-------- TEXT EXTRACT --------

The three leaders then installed the deposed King’s brother, Myongjong (명종) on the throne. They banished King Uijong to Geoje Island, which is this tiny island way far away on the southeastern tip near Busan, away from the powers in the capital.

The trio ruled the state, or tried to, using the newly reshuffled Council of Generals. In a sense, this council replaced the General Council as the principal ruling body of the country. Now imagine this: a group of military officers have deposed the king of the country, and killed all his cronies at court. Let me ask you, how do you think it went for them afterwards?

Well, I think about this great scene in “The Bounty”, which is a 1984 film about the famous mutiny of the British ship Bounty. The mean but upright captain played by Anthony Hopkins is thrown off his own ship by his first mate, played by a young Mel Gibson. As Hopkins is put on a dinghy and pushed off the ship, he asks: “Do you really think you’ll be able to command this rabble?” and Mel replies: “I’ll do my best.” And Hopkins replies: “Well I did my best, and I had the authority of the law. You’re a dead man Fletcher.”

Well, the same thing happened to these three officers. They knew that the king was just too valuable to kill. So they just banished him. But unlike the mutineers of the bounty, these guys not only were without the authority of the law, but without the cultural / religious / spiritual authority of the monarch.

Things rapidly spiralled downward. There was in-fighting among all the military officers. You can imagine the kind of suspicion that occurs when a bunch of outlaws decide to take down the establishment.

To be clear, they didn’t immediately replace the entire government with military. As Edward Schultz writes in his excellent book “Generals and Scholars”, which I heavily draw upon in this episode, for the first five years after the coup in 1170, there are around 44 men identified as those who probably dominated the government at the time. Of these, only 20% were known to have been in the military. Later, from 1175-1196, that number would swell to around 34%.

But in the beginning, instead of replacing all the civilians with military officers, the leaders of the coup just got rid of the existing civilian bureacrats who were not loyal to their cause, with ones who were. Civilians continued to monopolize such offices as the Ministry of Rites, the Royal Secretariat-Chancellery, and the Office of Examiner (Chigonggo).

Of the three leaders of the coup, only Jeong Joongbu was a general. The other two, Yi Uibang and Yi Ko, were actually just executive captains, or senior 8th grade officers. In fact, these two younger upstarts were the ones who elicited Jeong Jung Bu to join their cause and bring his Network.

These two upstarts rapidly lost control of themselves. Within four months of the coup, Yi Ko had killed several military leaders who had criticized his behavior. Immediately after this, Yi Uibang killed Yi Ko. Four months later, Yi Uibang killed another of the coup’s leaders, Chae Won. The surviving two, Jeong jungbu and Yi Uibang, concluded a friendship pact, basically promising not to kill each other. But that didn’t last long; four years later in 1176, Jeong Jung Bu’s son Kyun killed Yi Uibang.

So six years after the coup, 2 of the 3 leaders of the coup, the two main instigators, were dead. But the bloodbath wasn’t over. A year later, a young twenty-something general named Kyong Taesong (경대승) killed Jeong Jung Bu and his son Kyun. Kyeong was angry about the failures of the military leadership, and promised to clean up the government. Within five years, he himself was dead, of what the historians say was stress and anxiety.

--------

REQUIRED WORK ▸
Copy the part of the account of the 1170 coup starting with "To be clear, they" and going on through "of Examiner (Chigonggo).".

-------- DATA SHOWN --------

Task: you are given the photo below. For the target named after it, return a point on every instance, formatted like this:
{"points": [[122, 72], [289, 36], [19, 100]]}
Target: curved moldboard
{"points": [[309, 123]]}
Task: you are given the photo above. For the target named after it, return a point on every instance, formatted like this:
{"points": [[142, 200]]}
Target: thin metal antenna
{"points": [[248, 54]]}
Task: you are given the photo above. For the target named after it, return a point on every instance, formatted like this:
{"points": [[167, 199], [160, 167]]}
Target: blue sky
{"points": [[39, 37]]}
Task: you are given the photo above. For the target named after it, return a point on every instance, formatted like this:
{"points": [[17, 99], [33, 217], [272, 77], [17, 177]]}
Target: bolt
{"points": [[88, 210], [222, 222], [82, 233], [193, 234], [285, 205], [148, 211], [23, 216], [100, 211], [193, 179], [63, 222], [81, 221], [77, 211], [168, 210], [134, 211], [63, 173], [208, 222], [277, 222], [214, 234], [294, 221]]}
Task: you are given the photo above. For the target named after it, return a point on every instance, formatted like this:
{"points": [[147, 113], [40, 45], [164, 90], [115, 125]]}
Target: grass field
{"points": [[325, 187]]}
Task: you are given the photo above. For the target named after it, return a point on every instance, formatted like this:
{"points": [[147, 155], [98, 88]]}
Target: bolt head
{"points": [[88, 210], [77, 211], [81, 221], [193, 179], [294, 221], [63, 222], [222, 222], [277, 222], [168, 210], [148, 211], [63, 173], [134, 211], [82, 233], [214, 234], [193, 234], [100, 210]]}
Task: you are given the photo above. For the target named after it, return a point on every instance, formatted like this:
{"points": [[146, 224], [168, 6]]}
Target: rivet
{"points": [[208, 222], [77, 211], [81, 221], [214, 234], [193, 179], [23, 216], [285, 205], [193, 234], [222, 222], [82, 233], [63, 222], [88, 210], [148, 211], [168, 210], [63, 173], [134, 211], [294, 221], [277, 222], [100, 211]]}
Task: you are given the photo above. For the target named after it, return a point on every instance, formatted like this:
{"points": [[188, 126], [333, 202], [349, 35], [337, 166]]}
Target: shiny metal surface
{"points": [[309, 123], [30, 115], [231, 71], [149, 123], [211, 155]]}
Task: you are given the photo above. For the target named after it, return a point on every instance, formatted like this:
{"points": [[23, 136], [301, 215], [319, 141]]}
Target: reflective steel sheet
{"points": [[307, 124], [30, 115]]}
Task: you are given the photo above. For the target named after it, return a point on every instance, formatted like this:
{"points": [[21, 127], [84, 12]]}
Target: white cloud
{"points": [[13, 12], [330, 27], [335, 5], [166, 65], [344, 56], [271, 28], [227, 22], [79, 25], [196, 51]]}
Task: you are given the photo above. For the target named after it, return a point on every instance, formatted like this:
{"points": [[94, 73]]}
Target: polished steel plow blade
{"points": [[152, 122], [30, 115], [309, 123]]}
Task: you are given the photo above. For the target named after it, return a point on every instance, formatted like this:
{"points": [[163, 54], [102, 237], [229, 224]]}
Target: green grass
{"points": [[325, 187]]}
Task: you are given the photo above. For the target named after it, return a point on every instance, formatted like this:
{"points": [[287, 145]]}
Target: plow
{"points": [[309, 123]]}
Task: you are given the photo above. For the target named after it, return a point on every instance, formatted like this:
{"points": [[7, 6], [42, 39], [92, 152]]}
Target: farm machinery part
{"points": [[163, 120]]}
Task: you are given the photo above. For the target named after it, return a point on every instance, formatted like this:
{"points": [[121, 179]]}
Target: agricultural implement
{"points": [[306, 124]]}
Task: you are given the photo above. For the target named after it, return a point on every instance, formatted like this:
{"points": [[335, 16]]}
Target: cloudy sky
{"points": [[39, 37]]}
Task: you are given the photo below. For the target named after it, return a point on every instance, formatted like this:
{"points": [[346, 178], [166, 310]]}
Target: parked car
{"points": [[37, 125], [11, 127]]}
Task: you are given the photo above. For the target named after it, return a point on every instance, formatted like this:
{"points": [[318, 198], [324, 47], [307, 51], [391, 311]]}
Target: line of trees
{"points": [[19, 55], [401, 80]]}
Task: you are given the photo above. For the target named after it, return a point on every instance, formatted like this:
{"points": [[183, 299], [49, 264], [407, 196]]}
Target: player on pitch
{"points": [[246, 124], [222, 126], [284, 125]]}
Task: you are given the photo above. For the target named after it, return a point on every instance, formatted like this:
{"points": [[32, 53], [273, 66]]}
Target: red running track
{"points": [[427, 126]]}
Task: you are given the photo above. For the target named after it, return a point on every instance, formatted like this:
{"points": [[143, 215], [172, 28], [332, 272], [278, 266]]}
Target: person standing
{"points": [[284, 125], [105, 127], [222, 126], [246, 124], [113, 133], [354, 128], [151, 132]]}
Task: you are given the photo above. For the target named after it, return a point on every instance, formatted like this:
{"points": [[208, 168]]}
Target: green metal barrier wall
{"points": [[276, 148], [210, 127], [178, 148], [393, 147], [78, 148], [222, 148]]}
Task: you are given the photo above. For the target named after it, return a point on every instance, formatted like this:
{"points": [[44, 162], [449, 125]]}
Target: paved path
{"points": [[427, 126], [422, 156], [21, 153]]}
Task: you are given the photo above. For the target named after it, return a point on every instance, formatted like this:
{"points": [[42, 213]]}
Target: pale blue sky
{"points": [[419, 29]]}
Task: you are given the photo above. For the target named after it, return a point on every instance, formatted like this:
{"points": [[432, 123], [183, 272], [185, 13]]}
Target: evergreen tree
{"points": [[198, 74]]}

--------

CORRECT ANSWER ▸
To be clear, they didn’t immediately replace the entire government with military. As Edward Schultz writes in his excellent book “Generals and Scholars”, which I heavily draw upon in this episode, for the first five years after the coup in 1170, there are around 44 men identified as those who probably dominated the government at the time. Of these, only 20% were known to have been in the military. Later, from 1175-1196, that number would swell to around 34%.

But in the beginning, instead of replacing all the civilians with military officers, the leaders of the coup just got rid of the existing civilian bureacrats who were not loyal to their cause, with ones who were. Civilians continued to monopolize such offices as the Ministry of Rites, the Royal Secretariat-Chancellery, and the Office of Examiner (Chigonggo).